### [Goal]
Reproduce the lines from the line containing "Mark the transparent" through the end of the entries, changing every "target phrase" to "search phrase" and leaving all else unchanged.

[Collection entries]
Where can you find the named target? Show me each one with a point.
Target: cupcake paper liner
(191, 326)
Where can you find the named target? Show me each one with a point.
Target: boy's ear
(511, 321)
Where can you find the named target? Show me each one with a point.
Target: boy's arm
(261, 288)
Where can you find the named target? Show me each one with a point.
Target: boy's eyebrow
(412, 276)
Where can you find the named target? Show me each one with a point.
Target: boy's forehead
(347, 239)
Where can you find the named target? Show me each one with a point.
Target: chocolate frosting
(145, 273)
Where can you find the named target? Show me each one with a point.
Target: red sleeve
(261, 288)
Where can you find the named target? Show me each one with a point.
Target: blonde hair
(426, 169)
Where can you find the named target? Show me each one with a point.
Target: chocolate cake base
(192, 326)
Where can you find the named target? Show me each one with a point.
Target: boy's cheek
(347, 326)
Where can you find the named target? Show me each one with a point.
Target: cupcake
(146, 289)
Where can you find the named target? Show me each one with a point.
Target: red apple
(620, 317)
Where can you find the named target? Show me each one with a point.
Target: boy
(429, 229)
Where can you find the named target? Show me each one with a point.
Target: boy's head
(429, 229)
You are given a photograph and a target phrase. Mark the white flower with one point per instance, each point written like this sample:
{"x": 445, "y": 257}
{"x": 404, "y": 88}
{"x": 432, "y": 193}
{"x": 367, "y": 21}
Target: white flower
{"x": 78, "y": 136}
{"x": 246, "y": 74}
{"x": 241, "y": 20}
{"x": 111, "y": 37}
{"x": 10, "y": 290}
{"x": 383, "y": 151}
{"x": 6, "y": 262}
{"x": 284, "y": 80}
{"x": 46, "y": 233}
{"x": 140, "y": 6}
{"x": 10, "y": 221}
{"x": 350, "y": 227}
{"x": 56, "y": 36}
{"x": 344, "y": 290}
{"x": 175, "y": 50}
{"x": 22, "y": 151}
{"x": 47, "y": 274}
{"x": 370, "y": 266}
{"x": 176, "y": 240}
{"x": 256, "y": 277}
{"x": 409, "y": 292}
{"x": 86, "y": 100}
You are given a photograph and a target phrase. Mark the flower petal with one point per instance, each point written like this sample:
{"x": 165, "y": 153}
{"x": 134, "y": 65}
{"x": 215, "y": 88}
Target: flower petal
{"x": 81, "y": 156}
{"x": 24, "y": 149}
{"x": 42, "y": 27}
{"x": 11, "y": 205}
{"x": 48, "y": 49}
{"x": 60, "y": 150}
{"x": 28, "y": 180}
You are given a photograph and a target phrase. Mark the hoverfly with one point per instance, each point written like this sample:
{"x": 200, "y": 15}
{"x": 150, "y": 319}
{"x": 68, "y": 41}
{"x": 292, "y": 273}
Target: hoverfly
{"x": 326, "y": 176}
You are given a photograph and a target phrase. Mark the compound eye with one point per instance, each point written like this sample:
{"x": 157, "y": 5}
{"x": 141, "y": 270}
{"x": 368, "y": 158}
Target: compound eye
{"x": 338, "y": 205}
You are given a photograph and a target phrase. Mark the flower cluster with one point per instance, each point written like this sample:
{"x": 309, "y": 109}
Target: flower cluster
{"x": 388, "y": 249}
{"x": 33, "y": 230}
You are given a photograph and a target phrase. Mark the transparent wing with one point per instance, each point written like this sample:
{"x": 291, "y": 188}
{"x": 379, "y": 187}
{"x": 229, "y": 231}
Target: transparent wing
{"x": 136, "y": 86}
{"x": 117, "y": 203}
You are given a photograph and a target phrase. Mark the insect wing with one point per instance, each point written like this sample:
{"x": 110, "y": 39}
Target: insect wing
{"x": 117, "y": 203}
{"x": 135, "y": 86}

### [Solution to this problem]
You are given a photograph and a search phrase. Mark the transparent wing with one point per instance, each point written like this sample:
{"x": 291, "y": 188}
{"x": 379, "y": 187}
{"x": 229, "y": 231}
Target: transparent wing
{"x": 136, "y": 86}
{"x": 117, "y": 203}
You are given a photograph and a search phrase. Mark the insect wing with one point per instance, each point written like this sample:
{"x": 110, "y": 39}
Target: insect wing
{"x": 117, "y": 203}
{"x": 135, "y": 86}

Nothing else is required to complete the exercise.